— START OF PROVIDED MATERIAL —

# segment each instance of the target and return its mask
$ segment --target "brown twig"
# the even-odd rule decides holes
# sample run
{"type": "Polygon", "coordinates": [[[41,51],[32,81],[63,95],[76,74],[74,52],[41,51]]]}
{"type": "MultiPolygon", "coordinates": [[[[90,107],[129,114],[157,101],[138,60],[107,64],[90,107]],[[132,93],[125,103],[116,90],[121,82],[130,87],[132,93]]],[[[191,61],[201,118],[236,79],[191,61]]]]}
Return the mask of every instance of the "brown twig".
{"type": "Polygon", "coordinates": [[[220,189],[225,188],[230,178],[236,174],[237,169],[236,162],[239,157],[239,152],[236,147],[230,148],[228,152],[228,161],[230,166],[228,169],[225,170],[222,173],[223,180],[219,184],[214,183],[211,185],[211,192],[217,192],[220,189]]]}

— END OF PROVIDED MATERIAL —

Please retype the listing above line for line, without changing anything.

# segment each instance of the target and return its mask
$ segment --target "brown twig"
# the even-odd rule decides holes
# sample run
{"type": "Polygon", "coordinates": [[[41,51],[32,81],[63,95],[76,74],[74,52],[41,51]]]}
{"type": "MultiPolygon", "coordinates": [[[[90,107],[129,114],[157,101],[138,60],[107,64],[90,107]],[[132,93],[125,103],[116,90],[121,82],[130,87],[132,93]]],[[[191,61],[201,118],[236,79],[191,61]]]]}
Return the mask of every instance of the "brown twig".
{"type": "Polygon", "coordinates": [[[220,189],[225,188],[230,178],[236,174],[237,169],[236,162],[239,157],[239,152],[236,147],[230,148],[228,152],[228,161],[230,166],[228,169],[225,170],[222,173],[223,180],[219,184],[214,183],[211,185],[211,192],[217,192],[220,189]]]}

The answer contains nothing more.